### Consignes de l'exercice
**1)** Selon le bloc de texte, en quelle année est né l'enfant issu de la relation entre M. F... et Mme D... ?
**2)** Reformulez sous forme de liste le paragraphe du bloc de texte qui commence par « Cependant, d'une part », en conservant ses faits essentiels.

4. Cependant, d'une part, pour les motifs exposés au point 12 non contesté du jugement attaqué, il n'est pas établi que la reconnaissance de paternité souscrite par M. F... de l'enfant né en 2014 de sa relation avec Mme D... présentait un caractère frauduleux. D'autre part, Mme D... présente pour la première fois en appel le jugement du 5 novembre 2015 de la juge aux affaires familiales du tribunal de grande instance de Caen décidant que l'autorité parentale sur son enfant sera exercée conjointement par les deux parents, réserve un droit de visite et d'hébergement à M. F... et lui impose le versement d'une contribution alimentaire mensuelle pour l'entretien et l'éducation de son fils. Par suite, indépendamment même des autres justificatifs produits relatifs aux contributions de M. F... à l'éducation et à l'entretien de son fils, Mme D... est fondée à soutenir que le refus de renouvellement du titre de séjour qu'elle a sollicité est intervenu en violation du 6° de l'article L. 313-11 du code de l'entrée et du séjour des étrangers et du droit d'asile.

### Données recueillies

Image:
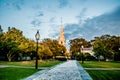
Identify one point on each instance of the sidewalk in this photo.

### Réponses
**1)** En 2014.

**2)**
- Pour les motifs exposés au point 12, non contesté, du jugement attaqué, il n'est pas établi que la reconnaissance de paternité souscrite par M. F... pour l'enfant né en 2014 de sa relation avec Mme D... était frauduleuse.
- En appel, Mme D... produit pour la première fois le jugement du 5 novembre 2015 de la juge aux affaires familiales du tribunal de grande instance de Caen. Ce jugement prévoit un exercice conjoint de l'autorité parentale par les deux parents. Il réserve à M. F... un droit de visite et d'hébergement et lui impose une contribution alimentaire mensuelle pour l'entretien et l'éducation de son fils.
- Mme D... est donc fondée à soutenir que le refus de renouveler son titre de séjour viole le 6° de l'article L. 313-11 du code de l'entrée et du séjour des étrangers et du droit d'asile. Cette conclusion vaut indépendamment des autres justificatifs produits sur les contributions de M. F....